* _Your goal_: The line with "Target: green leaf", the line with "Where can the yellow", and all lines between them in the material below: return these exactly, and no others.
□ □ □ □ □ □ □
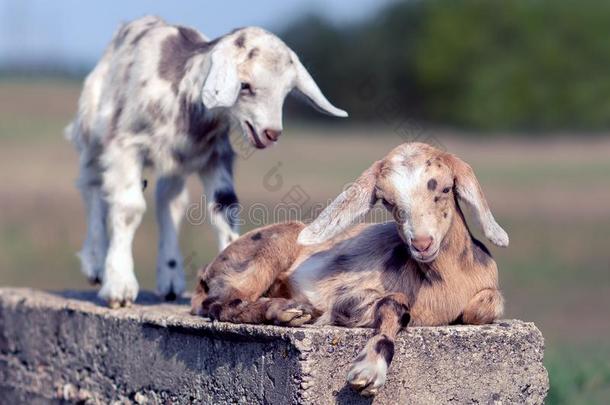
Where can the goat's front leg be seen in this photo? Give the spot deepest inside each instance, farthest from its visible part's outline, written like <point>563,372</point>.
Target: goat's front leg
<point>171,201</point>
<point>485,307</point>
<point>222,203</point>
<point>123,192</point>
<point>368,372</point>
<point>93,253</point>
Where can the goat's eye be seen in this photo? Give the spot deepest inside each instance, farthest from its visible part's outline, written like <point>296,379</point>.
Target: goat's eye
<point>246,88</point>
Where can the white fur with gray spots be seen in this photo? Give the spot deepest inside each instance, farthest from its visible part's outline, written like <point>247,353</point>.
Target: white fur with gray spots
<point>164,96</point>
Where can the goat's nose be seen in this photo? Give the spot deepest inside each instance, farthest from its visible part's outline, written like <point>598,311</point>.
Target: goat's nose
<point>272,134</point>
<point>421,243</point>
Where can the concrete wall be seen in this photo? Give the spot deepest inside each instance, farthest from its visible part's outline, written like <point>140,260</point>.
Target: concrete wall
<point>58,347</point>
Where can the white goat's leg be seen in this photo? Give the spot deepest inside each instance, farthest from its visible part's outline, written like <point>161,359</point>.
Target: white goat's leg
<point>126,204</point>
<point>222,204</point>
<point>171,201</point>
<point>93,253</point>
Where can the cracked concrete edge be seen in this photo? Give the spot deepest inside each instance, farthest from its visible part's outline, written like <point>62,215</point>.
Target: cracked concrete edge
<point>316,359</point>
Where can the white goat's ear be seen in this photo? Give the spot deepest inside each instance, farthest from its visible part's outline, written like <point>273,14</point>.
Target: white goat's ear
<point>307,87</point>
<point>469,190</point>
<point>348,208</point>
<point>221,86</point>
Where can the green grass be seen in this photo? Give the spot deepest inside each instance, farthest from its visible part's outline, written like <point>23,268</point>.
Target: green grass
<point>578,375</point>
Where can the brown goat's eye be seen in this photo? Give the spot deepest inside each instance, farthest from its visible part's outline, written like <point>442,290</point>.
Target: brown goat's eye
<point>246,88</point>
<point>387,204</point>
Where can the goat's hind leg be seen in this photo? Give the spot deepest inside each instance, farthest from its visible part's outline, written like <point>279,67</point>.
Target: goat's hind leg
<point>368,372</point>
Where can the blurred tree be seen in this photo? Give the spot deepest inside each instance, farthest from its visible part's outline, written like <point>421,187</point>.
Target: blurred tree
<point>486,64</point>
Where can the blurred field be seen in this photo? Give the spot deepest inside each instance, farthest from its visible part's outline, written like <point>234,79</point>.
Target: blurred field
<point>551,194</point>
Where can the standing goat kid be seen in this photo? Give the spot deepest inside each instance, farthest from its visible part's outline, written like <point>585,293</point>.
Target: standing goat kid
<point>424,269</point>
<point>165,96</point>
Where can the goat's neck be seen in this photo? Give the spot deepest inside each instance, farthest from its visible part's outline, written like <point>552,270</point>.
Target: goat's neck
<point>195,72</point>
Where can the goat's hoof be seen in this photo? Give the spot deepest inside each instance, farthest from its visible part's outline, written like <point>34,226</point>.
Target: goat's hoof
<point>366,376</point>
<point>294,315</point>
<point>170,296</point>
<point>116,304</point>
<point>95,280</point>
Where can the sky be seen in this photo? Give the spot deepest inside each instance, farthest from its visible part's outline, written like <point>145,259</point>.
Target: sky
<point>76,31</point>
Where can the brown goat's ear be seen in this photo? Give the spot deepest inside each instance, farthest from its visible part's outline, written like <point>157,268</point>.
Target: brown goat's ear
<point>347,209</point>
<point>469,190</point>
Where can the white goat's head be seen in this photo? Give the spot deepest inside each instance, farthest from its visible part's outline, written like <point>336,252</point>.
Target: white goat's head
<point>417,183</point>
<point>251,73</point>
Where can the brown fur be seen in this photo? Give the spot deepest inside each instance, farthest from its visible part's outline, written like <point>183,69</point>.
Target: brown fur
<point>366,275</point>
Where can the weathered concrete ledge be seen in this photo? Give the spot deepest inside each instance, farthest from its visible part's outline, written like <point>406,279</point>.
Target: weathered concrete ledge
<point>58,347</point>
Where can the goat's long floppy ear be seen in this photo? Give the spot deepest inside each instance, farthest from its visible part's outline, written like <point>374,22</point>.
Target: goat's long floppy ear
<point>221,86</point>
<point>469,190</point>
<point>307,87</point>
<point>349,207</point>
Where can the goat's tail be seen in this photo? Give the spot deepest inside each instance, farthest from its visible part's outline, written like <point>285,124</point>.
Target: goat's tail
<point>201,291</point>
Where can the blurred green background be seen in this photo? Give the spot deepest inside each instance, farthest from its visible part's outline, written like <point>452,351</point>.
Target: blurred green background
<point>519,89</point>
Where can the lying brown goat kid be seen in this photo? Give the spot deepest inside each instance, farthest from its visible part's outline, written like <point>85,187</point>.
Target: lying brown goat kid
<point>424,269</point>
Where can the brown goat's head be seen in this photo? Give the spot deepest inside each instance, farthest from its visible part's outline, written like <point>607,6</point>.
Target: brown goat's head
<point>417,183</point>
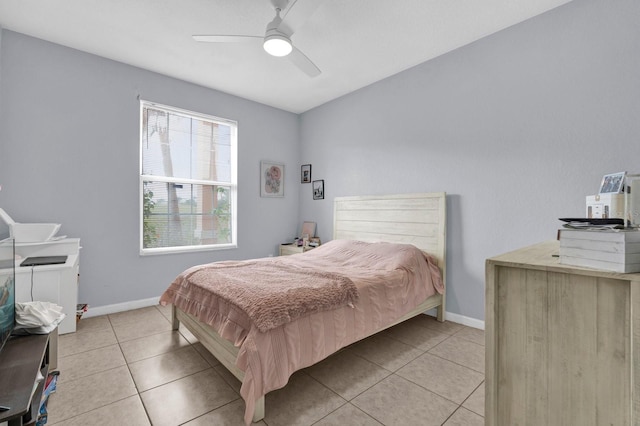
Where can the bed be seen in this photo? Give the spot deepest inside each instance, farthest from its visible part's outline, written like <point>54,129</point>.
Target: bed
<point>264,359</point>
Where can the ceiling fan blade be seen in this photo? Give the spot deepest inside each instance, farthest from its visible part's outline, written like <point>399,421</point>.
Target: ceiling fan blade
<point>296,14</point>
<point>226,38</point>
<point>300,60</point>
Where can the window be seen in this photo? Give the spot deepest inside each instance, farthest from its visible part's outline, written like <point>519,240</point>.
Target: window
<point>188,180</point>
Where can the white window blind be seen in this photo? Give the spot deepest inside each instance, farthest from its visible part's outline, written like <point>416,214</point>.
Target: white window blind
<point>188,180</point>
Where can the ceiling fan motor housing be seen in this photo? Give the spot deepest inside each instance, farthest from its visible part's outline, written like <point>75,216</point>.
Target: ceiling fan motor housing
<point>276,43</point>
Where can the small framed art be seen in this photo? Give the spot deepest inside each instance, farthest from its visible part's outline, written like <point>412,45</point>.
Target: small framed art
<point>308,229</point>
<point>318,189</point>
<point>612,183</point>
<point>271,179</point>
<point>305,173</point>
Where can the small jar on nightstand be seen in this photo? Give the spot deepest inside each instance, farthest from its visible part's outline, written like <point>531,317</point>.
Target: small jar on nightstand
<point>288,249</point>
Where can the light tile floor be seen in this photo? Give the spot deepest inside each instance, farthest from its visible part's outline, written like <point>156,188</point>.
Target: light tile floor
<point>130,368</point>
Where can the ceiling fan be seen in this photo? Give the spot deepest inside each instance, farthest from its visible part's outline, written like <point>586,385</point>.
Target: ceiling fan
<point>277,38</point>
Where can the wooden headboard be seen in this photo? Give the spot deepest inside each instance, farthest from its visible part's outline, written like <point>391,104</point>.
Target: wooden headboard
<point>418,219</point>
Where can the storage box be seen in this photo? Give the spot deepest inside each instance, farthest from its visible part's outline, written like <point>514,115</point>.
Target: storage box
<point>617,251</point>
<point>605,206</point>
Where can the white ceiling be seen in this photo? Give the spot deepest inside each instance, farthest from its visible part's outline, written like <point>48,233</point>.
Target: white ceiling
<point>354,42</point>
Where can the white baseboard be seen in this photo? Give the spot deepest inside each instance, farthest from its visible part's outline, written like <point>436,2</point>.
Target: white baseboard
<point>120,307</point>
<point>144,303</point>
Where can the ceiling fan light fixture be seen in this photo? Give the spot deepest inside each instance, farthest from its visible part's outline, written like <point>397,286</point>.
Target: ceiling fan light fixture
<point>277,45</point>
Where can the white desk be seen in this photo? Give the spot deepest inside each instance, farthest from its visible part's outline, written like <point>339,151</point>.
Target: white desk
<point>51,283</point>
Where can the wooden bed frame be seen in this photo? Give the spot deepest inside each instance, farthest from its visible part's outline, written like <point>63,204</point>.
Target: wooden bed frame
<point>418,219</point>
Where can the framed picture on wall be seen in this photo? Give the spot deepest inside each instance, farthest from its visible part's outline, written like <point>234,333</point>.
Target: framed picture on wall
<point>308,229</point>
<point>612,183</point>
<point>305,173</point>
<point>318,189</point>
<point>271,179</point>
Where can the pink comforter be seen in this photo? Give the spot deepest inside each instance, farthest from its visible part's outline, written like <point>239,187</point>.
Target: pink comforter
<point>391,280</point>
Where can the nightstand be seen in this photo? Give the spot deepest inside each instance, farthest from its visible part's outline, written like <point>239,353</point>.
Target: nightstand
<point>287,249</point>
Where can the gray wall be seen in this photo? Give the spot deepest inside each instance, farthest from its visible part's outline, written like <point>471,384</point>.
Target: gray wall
<point>69,148</point>
<point>517,128</point>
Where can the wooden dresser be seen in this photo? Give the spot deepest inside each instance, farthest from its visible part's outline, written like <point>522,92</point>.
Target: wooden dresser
<point>562,342</point>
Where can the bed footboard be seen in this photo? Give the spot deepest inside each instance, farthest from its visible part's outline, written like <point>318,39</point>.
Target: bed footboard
<point>222,349</point>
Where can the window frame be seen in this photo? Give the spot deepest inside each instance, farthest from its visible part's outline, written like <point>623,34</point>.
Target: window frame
<point>233,184</point>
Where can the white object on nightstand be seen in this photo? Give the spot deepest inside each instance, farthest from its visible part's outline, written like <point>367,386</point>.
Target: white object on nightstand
<point>288,249</point>
<point>51,283</point>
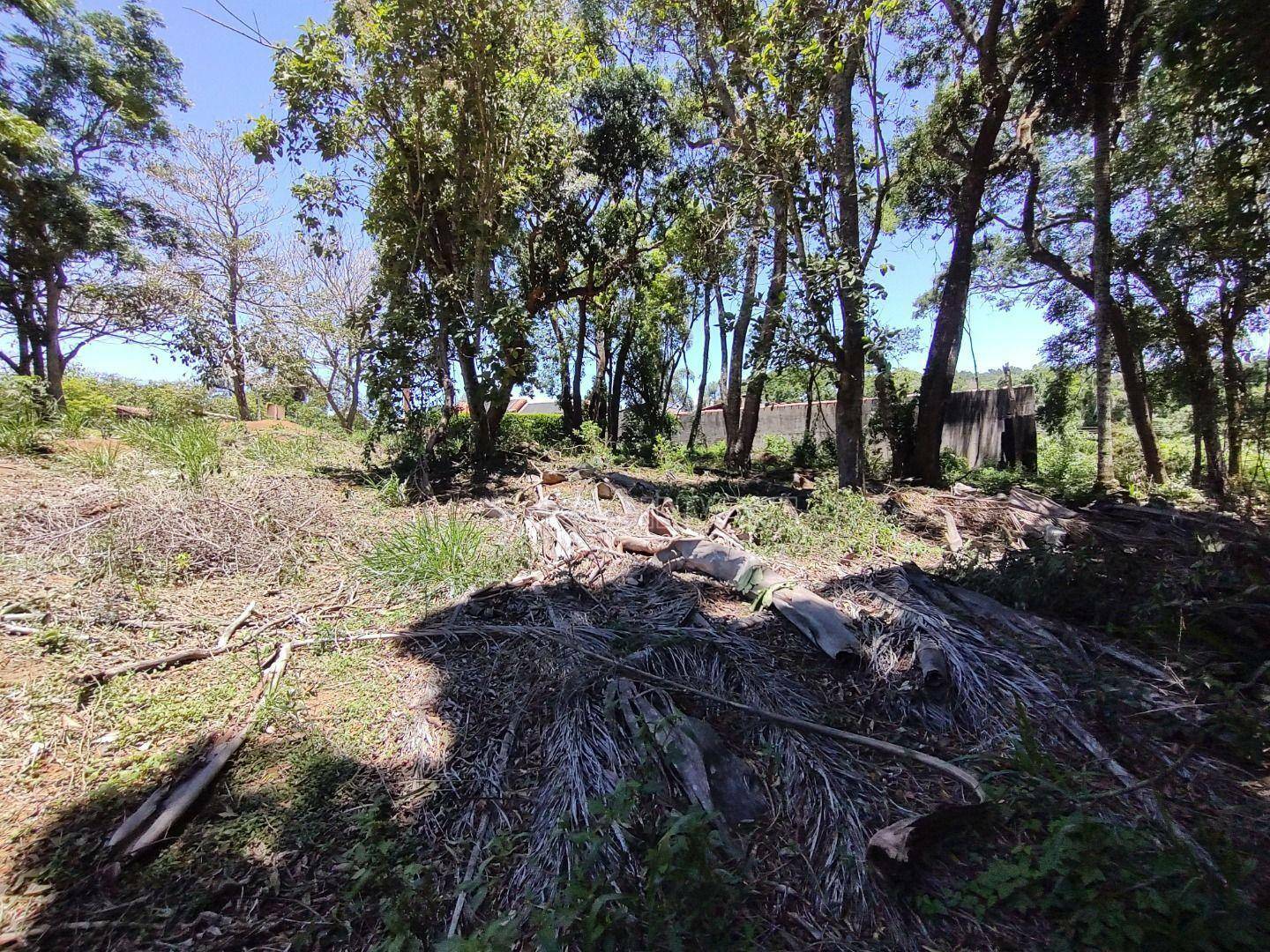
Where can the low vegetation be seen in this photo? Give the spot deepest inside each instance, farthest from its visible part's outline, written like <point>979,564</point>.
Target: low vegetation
<point>836,524</point>
<point>442,555</point>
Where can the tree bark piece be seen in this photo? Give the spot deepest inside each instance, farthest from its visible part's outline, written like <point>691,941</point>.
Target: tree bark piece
<point>811,614</point>
<point>235,625</point>
<point>714,778</point>
<point>165,807</point>
<point>153,664</point>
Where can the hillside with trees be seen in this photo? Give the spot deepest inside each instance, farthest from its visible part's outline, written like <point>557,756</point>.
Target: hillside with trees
<point>332,643</point>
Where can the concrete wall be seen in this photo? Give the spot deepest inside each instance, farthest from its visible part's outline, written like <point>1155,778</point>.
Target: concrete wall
<point>983,426</point>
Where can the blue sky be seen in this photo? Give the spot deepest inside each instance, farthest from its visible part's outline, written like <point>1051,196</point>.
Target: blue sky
<point>228,78</point>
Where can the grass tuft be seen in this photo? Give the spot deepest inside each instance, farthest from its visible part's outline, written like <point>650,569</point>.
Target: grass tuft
<point>442,555</point>
<point>836,524</point>
<point>192,449</point>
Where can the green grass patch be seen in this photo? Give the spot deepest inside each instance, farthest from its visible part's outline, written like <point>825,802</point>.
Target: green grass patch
<point>192,449</point>
<point>442,555</point>
<point>836,524</point>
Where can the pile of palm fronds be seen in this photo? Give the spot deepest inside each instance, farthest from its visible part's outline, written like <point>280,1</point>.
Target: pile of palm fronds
<point>536,761</point>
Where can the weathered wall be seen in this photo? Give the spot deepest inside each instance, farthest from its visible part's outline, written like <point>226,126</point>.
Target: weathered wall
<point>983,426</point>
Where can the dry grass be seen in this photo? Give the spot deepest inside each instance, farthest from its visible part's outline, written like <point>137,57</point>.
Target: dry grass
<point>262,525</point>
<point>473,759</point>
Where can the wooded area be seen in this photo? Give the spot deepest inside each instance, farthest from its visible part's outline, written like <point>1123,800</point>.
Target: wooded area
<point>352,641</point>
<point>564,197</point>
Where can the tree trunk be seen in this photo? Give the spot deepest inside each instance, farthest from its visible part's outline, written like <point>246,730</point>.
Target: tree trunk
<point>811,404</point>
<point>1100,273</point>
<point>848,409</point>
<point>739,335</point>
<point>762,351</point>
<point>950,319</point>
<point>615,398</point>
<point>55,368</point>
<point>1134,378</point>
<point>1235,383</point>
<point>723,339</point>
<point>1201,383</point>
<point>238,357</point>
<point>573,421</point>
<point>1104,478</point>
<point>888,412</point>
<point>565,369</point>
<point>355,391</point>
<point>705,366</point>
<point>596,401</point>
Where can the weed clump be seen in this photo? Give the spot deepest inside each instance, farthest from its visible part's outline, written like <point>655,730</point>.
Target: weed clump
<point>1099,882</point>
<point>836,524</point>
<point>441,555</point>
<point>192,449</point>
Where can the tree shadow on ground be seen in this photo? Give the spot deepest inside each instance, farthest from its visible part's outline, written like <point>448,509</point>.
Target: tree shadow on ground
<point>302,845</point>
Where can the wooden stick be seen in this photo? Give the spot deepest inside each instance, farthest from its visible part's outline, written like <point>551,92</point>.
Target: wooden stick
<point>862,740</point>
<point>170,802</point>
<point>235,625</point>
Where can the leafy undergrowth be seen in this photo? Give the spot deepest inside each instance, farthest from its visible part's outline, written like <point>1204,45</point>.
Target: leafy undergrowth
<point>836,524</point>
<point>1097,882</point>
<point>442,554</point>
<point>349,819</point>
<point>684,893</point>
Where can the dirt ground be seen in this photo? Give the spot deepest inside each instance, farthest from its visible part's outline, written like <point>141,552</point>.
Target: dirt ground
<point>471,778</point>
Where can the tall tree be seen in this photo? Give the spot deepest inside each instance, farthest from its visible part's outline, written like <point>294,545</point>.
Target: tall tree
<point>958,152</point>
<point>1082,81</point>
<point>331,319</point>
<point>86,95</point>
<point>225,267</point>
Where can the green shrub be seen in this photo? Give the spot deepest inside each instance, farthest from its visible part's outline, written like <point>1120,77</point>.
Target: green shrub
<point>98,461</point>
<point>20,420</point>
<point>192,449</point>
<point>442,554</point>
<point>392,490</point>
<point>778,449</point>
<point>86,405</point>
<point>527,433</point>
<point>671,456</point>
<point>684,894</point>
<point>1065,466</point>
<point>280,450</point>
<point>1096,882</point>
<point>836,524</point>
<point>807,453</point>
<point>168,401</point>
<point>952,467</point>
<point>990,479</point>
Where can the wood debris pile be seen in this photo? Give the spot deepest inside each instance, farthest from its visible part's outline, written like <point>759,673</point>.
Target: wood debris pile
<point>634,643</point>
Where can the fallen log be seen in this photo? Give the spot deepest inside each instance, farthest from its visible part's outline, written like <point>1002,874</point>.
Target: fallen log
<point>235,625</point>
<point>816,617</point>
<point>176,658</point>
<point>934,666</point>
<point>714,778</point>
<point>153,664</point>
<point>1038,504</point>
<point>165,807</point>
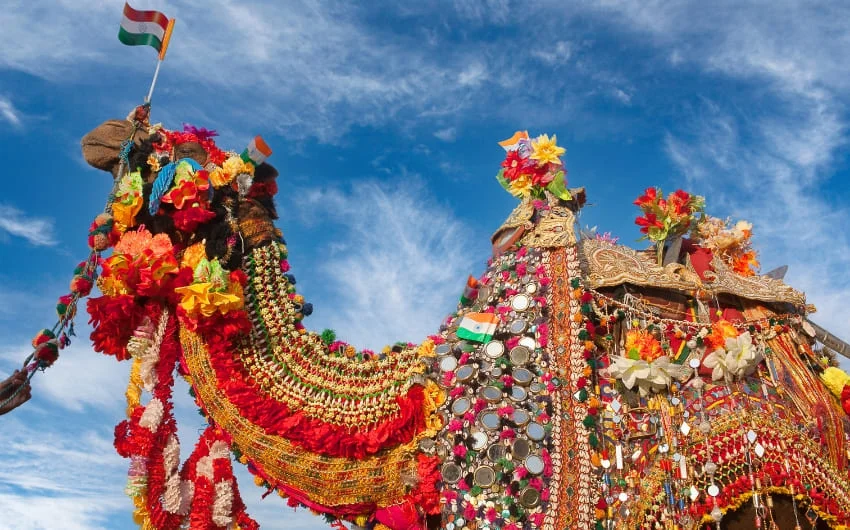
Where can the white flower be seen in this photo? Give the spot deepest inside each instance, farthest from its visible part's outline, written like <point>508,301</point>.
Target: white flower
<point>629,370</point>
<point>716,360</point>
<point>741,356</point>
<point>738,359</point>
<point>654,376</point>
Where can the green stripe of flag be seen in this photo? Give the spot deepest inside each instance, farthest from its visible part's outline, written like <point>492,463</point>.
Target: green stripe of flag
<point>466,334</point>
<point>139,39</point>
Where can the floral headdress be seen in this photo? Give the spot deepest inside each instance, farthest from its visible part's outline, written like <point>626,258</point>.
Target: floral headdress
<point>533,166</point>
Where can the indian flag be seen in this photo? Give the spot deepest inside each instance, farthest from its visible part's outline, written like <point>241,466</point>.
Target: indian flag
<point>257,151</point>
<point>478,327</point>
<point>140,28</point>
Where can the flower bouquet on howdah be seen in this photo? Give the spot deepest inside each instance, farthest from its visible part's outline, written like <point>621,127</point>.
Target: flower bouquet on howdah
<point>578,384</point>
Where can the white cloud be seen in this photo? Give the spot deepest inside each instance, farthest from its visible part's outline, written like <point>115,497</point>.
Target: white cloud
<point>558,54</point>
<point>104,379</point>
<point>8,112</point>
<point>448,134</point>
<point>399,265</point>
<point>59,474</point>
<point>622,96</point>
<point>38,231</point>
<point>777,185</point>
<point>472,75</point>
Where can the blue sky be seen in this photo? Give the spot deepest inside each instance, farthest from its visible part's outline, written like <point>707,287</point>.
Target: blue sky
<point>384,122</point>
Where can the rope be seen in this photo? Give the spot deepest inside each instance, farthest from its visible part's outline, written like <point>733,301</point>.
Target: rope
<point>90,269</point>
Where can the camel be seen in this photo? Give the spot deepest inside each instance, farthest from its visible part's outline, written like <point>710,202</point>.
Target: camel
<point>579,383</point>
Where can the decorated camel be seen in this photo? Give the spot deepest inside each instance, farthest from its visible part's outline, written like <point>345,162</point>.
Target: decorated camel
<point>579,384</point>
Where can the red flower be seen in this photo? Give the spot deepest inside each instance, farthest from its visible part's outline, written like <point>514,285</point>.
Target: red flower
<point>647,222</point>
<point>649,196</point>
<point>679,204</point>
<point>513,164</point>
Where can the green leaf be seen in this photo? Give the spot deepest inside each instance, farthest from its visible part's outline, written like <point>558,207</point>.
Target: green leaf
<point>558,187</point>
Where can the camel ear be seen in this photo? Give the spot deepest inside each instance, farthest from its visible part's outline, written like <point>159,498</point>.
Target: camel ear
<point>102,146</point>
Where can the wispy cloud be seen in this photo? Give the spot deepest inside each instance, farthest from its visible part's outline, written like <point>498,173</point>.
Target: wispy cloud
<point>397,264</point>
<point>38,231</point>
<point>557,54</point>
<point>8,112</point>
<point>59,475</point>
<point>776,185</point>
<point>448,134</point>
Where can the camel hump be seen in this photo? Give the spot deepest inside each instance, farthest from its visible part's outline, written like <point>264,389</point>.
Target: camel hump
<point>102,146</point>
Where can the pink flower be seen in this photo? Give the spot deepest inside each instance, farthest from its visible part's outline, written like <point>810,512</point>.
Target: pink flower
<point>507,434</point>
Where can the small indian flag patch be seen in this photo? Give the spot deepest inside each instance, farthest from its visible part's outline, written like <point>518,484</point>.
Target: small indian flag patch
<point>478,327</point>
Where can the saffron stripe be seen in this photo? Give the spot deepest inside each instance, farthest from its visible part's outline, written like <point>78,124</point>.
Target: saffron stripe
<point>146,16</point>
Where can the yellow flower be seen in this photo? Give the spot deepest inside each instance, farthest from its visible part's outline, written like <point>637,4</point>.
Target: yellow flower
<point>220,177</point>
<point>521,187</point>
<point>546,150</point>
<point>193,255</point>
<point>198,299</point>
<point>125,214</point>
<point>835,380</point>
<point>153,162</point>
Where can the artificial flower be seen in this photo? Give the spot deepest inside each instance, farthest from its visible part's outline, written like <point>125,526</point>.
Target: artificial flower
<point>650,195</point>
<point>521,187</point>
<point>741,356</point>
<point>647,376</point>
<point>546,150</point>
<point>153,162</point>
<point>720,331</point>
<point>746,264</point>
<point>640,344</point>
<point>125,214</point>
<point>513,164</point>
<point>189,219</point>
<point>134,243</point>
<point>678,204</point>
<point>648,222</point>
<point>736,359</point>
<point>193,255</point>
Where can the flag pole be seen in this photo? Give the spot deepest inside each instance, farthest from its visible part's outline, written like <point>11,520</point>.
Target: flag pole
<point>165,40</point>
<point>153,83</point>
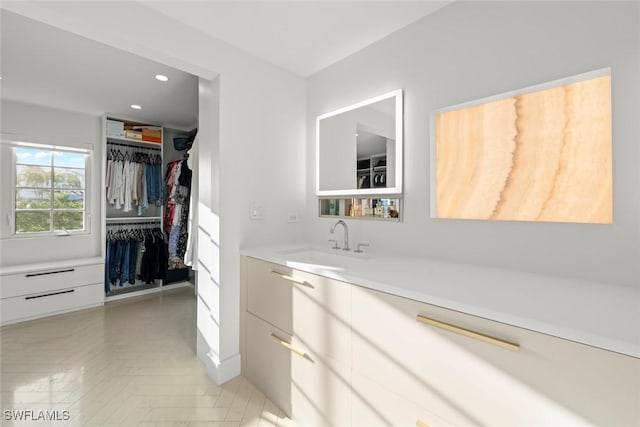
□ □ □ □ □ □ □
* _Exercise result_:
Target: green leaf
<point>558,187</point>
Where can the camel ear be seen in this photo? Give the spot deepest inside each instance, farthest from its visible part's outline, written like <point>159,498</point>.
Target: camel ear
<point>102,146</point>
Where can the wispy cloud be seen in this photo? Give the spot deepest inside each instance, farthest from its visible part's outline, written like <point>498,173</point>.
Target: wispy cloud
<point>397,264</point>
<point>38,231</point>
<point>557,54</point>
<point>8,112</point>
<point>59,475</point>
<point>776,185</point>
<point>448,134</point>
Where can the camel hump be seen in this photo? Give the spot deepest inside each instance, farthest from its visible part's outline, written like <point>264,389</point>.
Target: camel hump
<point>102,146</point>
Where can the pink flower be seen in this photo? Give the spot deepest inside each instance, farthest from its visible part's outline, written like <point>810,512</point>.
Target: pink flower
<point>507,434</point>
Where can the small indian flag patch be seen in this photo? Give the spot deepest inside each instance, farthest from its visible part's outline, written like <point>518,484</point>.
Target: small indian flag patch
<point>478,327</point>
Where can the saffron stripe be seen in this photo? Give the spot deepest inside each instance, farthest from its visible part's outline, written like <point>78,124</point>.
Target: saffron stripe
<point>146,16</point>
Where can the yellow flower be seen in this photo? Give the spot deepest inside each instance, farthest from its visible part's outline, written like <point>637,4</point>.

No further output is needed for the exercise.